Exercise prompt: Format the rows below as a numbered list, leaving out blank lines and omitting the pictures.

Available records:
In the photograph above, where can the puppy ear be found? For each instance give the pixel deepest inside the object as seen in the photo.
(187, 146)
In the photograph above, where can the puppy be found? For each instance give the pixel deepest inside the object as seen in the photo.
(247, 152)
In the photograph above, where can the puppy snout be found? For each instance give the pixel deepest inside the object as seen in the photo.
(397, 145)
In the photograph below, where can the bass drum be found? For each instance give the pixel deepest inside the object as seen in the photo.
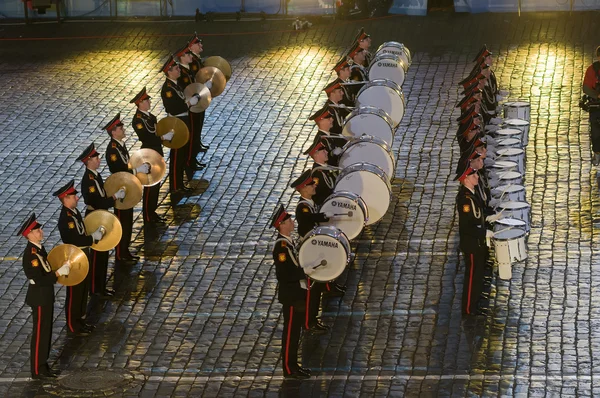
(351, 213)
(368, 120)
(388, 66)
(324, 253)
(398, 49)
(371, 184)
(369, 149)
(385, 95)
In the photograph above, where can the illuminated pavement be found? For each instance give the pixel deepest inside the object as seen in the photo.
(198, 316)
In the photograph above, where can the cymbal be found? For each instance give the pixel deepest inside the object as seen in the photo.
(112, 226)
(176, 125)
(133, 189)
(79, 263)
(158, 166)
(219, 63)
(215, 76)
(204, 94)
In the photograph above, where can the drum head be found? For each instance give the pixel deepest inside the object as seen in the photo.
(368, 151)
(350, 211)
(373, 188)
(328, 250)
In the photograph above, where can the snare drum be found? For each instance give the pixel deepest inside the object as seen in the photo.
(519, 124)
(385, 95)
(369, 120)
(512, 192)
(327, 249)
(388, 66)
(369, 149)
(351, 212)
(518, 210)
(371, 184)
(398, 49)
(509, 246)
(517, 110)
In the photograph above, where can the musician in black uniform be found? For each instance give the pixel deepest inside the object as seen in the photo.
(292, 285)
(175, 105)
(144, 124)
(40, 296)
(473, 233)
(94, 195)
(335, 97)
(117, 158)
(72, 232)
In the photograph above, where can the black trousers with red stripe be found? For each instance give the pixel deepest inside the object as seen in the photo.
(98, 271)
(475, 263)
(150, 202)
(292, 325)
(126, 219)
(41, 338)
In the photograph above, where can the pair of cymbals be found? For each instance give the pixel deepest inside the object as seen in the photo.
(158, 166)
(78, 262)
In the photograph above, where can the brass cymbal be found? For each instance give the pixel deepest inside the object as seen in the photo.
(216, 78)
(79, 263)
(112, 227)
(203, 93)
(177, 126)
(133, 189)
(158, 166)
(220, 63)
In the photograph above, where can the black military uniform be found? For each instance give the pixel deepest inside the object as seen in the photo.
(472, 231)
(175, 105)
(292, 295)
(72, 232)
(94, 195)
(40, 297)
(144, 124)
(117, 158)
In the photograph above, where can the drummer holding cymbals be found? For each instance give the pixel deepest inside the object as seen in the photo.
(40, 295)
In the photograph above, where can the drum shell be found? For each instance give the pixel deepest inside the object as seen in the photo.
(369, 120)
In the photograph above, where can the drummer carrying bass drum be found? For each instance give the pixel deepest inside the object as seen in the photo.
(591, 88)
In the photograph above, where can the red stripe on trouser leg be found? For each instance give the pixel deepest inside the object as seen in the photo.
(287, 341)
(37, 340)
(470, 285)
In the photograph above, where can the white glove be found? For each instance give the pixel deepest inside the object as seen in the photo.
(64, 270)
(168, 136)
(144, 168)
(98, 234)
(120, 194)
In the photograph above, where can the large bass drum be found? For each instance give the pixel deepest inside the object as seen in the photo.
(388, 66)
(369, 120)
(398, 49)
(383, 94)
(350, 212)
(368, 149)
(324, 253)
(371, 184)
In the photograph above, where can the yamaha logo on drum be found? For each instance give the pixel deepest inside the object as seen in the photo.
(316, 242)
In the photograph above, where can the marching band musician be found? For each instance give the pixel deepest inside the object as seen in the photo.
(72, 232)
(40, 295)
(144, 124)
(335, 96)
(94, 195)
(175, 105)
(117, 158)
(292, 293)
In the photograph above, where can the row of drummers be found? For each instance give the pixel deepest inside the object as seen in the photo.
(491, 172)
(347, 189)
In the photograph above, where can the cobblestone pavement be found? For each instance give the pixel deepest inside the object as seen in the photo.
(198, 316)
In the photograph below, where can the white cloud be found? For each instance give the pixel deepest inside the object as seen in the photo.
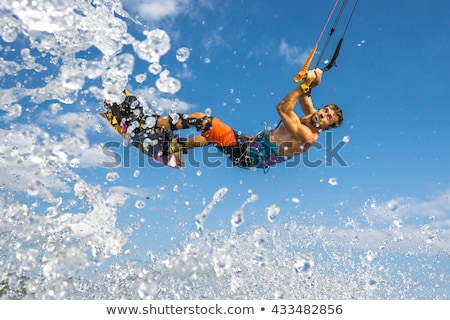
(292, 54)
(156, 9)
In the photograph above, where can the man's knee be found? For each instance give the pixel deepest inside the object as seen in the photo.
(199, 120)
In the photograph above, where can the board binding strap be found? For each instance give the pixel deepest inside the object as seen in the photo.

Finished exercise:
1. In the photograph above, where can the puppy ear be found? For each instance give the pixel deepest inside the object as seen in the photo.
2. (187, 146)
3. In the photograph above, where can the puppy be found? For each instance give the pixel deepest inside the object as seen in the photo.
4. (247, 152)
5. In the photograph above, where can the puppy snout be found? For each instance give the pixel deepest inside the object as seen in the photo.
6. (397, 145)
7. In the photograph below, where can the bass drum be found? For each instance give the pixel deepest inside the object as seen in the photo.
8. (351, 213)
9. (368, 120)
10. (388, 66)
11. (324, 253)
12. (398, 49)
13. (371, 184)
14. (369, 149)
15. (385, 95)
16. In the photograph above, where can the illuminated pavement be found? For each instance give the pixel deepest inside the object as seen in the photo.
17. (198, 316)
18. In the photograph above, where can the cymbal be found? For each instance give the pixel deepest inside the object as seen in the photo.
19. (112, 226)
20. (176, 125)
21. (133, 189)
22. (79, 263)
23. (158, 166)
24. (219, 63)
25. (215, 76)
26. (204, 94)
27. In the photograph above, where can the drum head be found? For each instance give the pixel deepest inside the object as seen in the photo.
28. (368, 151)
29. (350, 211)
30. (373, 188)
31. (328, 250)
32. In the photograph above, where can the snare drum be found? For each instance give the pixel deepest inside the object as seen in the photo.
33. (519, 124)
34. (385, 95)
35. (369, 120)
36. (512, 192)
37. (327, 249)
38. (388, 66)
39. (369, 149)
40. (351, 212)
41. (518, 210)
42. (371, 184)
43. (398, 49)
44. (509, 246)
45. (517, 110)
46. In the photograph above, where can the musician in black uniform be found? For each instance give the pixel deepest inside the object as seen in the photo.
47. (292, 285)
48. (175, 105)
49. (144, 124)
50. (40, 296)
51. (473, 233)
52. (94, 195)
53. (335, 97)
54. (117, 158)
55. (72, 232)
56. In the photograph above, where can the black trousers with red stripe be found? For each instance give the pixel deepest inside the object as seen in the photo.
57. (98, 271)
58. (475, 263)
59. (150, 202)
60. (292, 325)
61. (126, 219)
62. (41, 338)
63. In the photograph above, where can the pair of cymbals be found? For each instance give the pixel deepest inside the object as seen in the photo.
64. (158, 166)
65. (78, 262)
66. In the photograph above, where can the brass cymbal be found? For each instance give the pixel deepest inside the object as seen in the photo.
67. (216, 78)
68. (79, 263)
69. (112, 227)
70. (203, 93)
71. (177, 126)
72. (133, 189)
73. (158, 166)
74. (220, 63)
75. In the photograph above, where can the black military uniform be found? For each instance give the pixel deepest inside the object as seen in the photo.
76. (472, 231)
77. (175, 105)
78. (292, 295)
79. (72, 232)
80. (94, 195)
81. (40, 297)
82. (144, 124)
83. (117, 158)
84. In the photograph above, where can the drummer holding cymbals be found? For each instance give the pixel deepest inside the object as seen in the photo.
85. (40, 295)
86. In the photograph above, where can the drum shell be found? For each instance give the pixel deepest inside the object as seen in the photo.
87. (369, 120)
88. In the photograph above, where can the drummer carrying bass drum be found? For each instance give the pixel deepest inside the object as seen in the photo.
89. (591, 88)
90. In the photograph above, where can the red stripe on trouser leg be found? For each instance give the pixel deepest inside the object as seen in the photo.
91. (287, 341)
92. (37, 340)
93. (470, 285)
94. In the photograph above, where can the white glove be found? For each instance give the pixel deepest inside the object as seen in the photo.
95. (64, 270)
96. (168, 136)
97. (144, 168)
98. (98, 234)
99. (120, 194)
100. In the photograph above, where can the large bass drum be found? For each instance give the pixel deepest inside the object as seen in the photo.
101. (388, 66)
102. (369, 120)
103. (398, 49)
104. (383, 94)
105. (350, 212)
106. (368, 149)
107. (324, 253)
108. (371, 184)
109. In the photograph above, where can the yamaha logo on drum be found? For each instance give the pixel deepest inside the object as seen in the photo.
110. (316, 242)
111. In the photograph above, where can the marching band musician be found? For each instance give the pixel deepest inside the object as seen in the photo.
112. (72, 232)
113. (40, 295)
114. (144, 124)
115. (335, 96)
116. (94, 195)
117. (175, 105)
118. (117, 158)
119. (292, 293)
120. In the photograph above, where can the row of drummers be found? For each instance give the pixel deepest inside the object as seen in the photo.
121. (491, 172)
122. (347, 189)
123. In the photograph above, where can the cobblestone pavement be found? For each instance give the pixel deepest inside the object as seen in the photo.
124. (198, 316)
125. In the photograph below, where can the white cloud be found? For each instance give the pixel deepest inside the object as seen in the photo.
126. (292, 54)
127. (156, 9)
128. In the photograph above, where can the man's knee be found? For each instance give the pixel deepest inside the object as seen in the photo.
129. (199, 120)
130. In the photograph above, where can the board binding strap be found? For each instance give the pixel deepest inside the object as seen in the photo.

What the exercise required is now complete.